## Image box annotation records
☆ ☆ ☆ ☆
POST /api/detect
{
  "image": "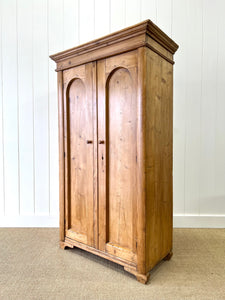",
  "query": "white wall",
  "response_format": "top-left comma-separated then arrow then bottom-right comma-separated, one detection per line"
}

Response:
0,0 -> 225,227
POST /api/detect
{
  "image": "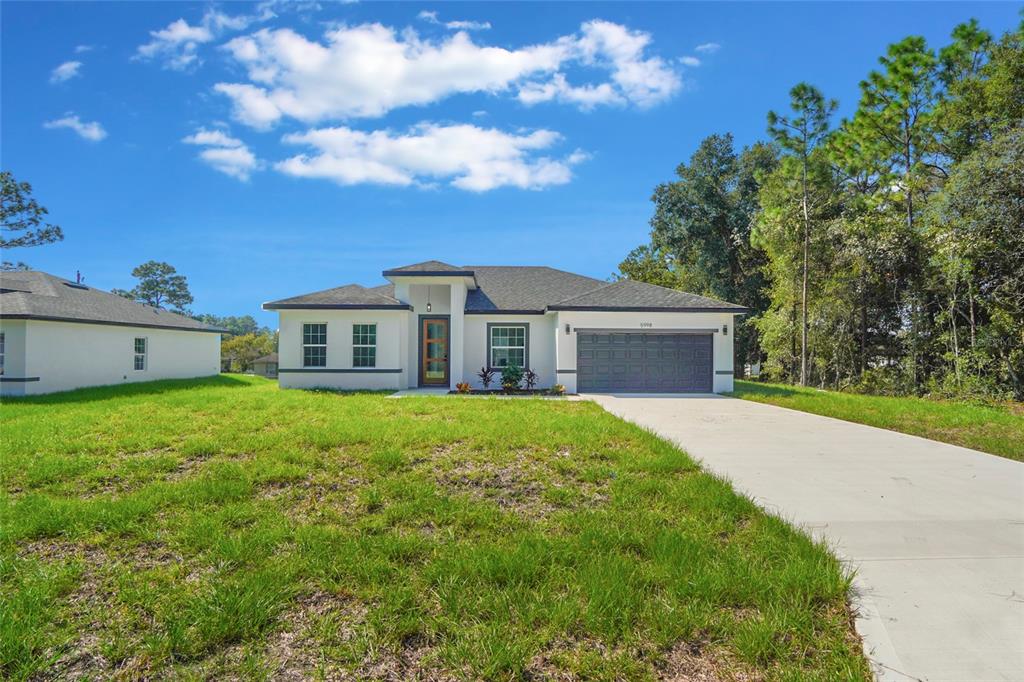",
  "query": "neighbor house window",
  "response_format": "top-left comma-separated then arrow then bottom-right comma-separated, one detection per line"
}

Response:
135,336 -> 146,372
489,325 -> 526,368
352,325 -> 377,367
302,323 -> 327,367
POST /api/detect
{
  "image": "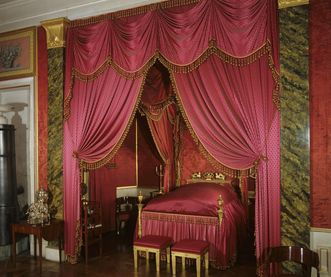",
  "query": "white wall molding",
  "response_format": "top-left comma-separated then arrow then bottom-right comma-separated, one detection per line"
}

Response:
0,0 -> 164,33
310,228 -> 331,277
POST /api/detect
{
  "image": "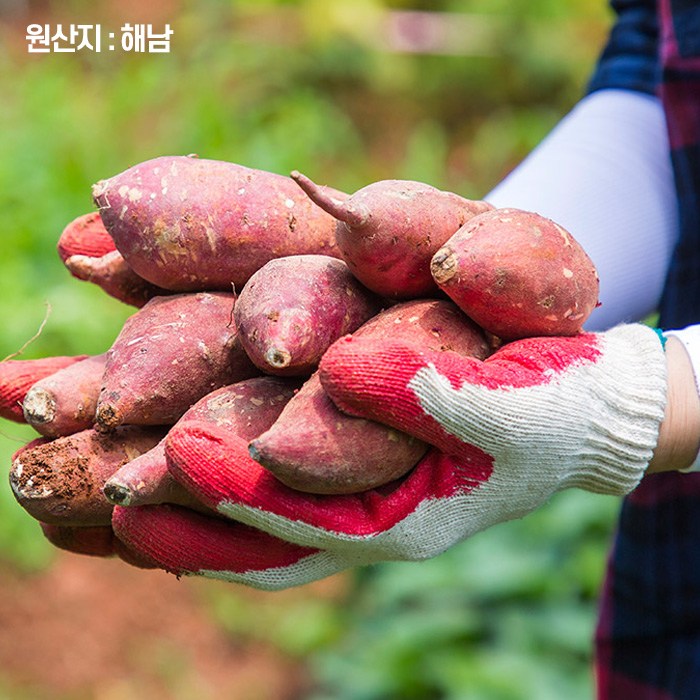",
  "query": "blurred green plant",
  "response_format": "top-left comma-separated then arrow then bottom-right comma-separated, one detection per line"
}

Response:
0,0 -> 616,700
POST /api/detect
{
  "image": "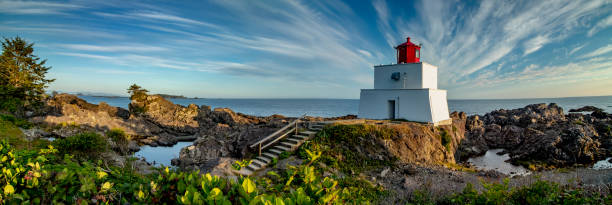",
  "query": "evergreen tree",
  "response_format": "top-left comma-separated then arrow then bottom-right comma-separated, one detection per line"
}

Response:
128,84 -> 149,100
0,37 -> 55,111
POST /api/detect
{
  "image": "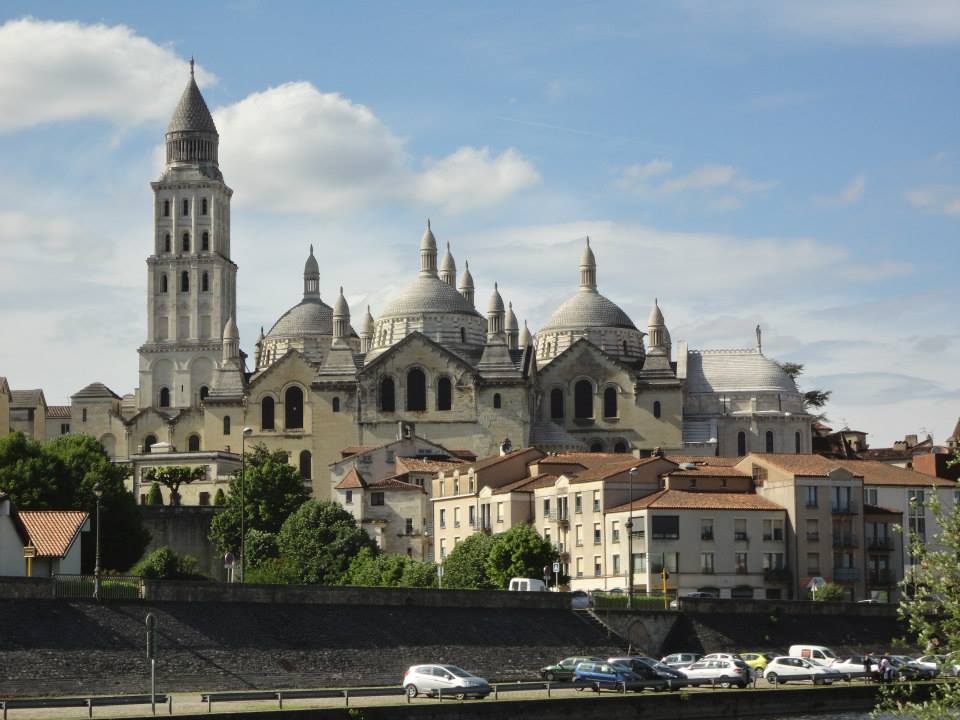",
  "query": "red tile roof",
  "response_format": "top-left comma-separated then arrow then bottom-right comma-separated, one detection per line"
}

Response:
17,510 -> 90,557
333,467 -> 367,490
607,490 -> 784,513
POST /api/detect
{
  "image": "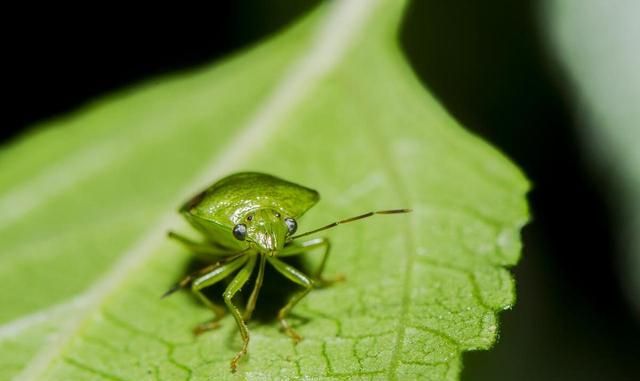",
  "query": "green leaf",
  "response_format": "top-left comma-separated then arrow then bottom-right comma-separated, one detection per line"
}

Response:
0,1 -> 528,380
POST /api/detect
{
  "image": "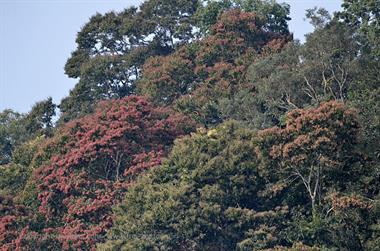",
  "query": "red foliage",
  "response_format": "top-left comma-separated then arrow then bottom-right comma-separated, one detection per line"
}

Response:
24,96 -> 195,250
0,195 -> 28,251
☆ ☆ ☆ ☆
## Directions for this task
Find every line above that contains the word "white", and copy each one.

## Answer for the task
  "query": "white wall",
  "query": "white wall molding",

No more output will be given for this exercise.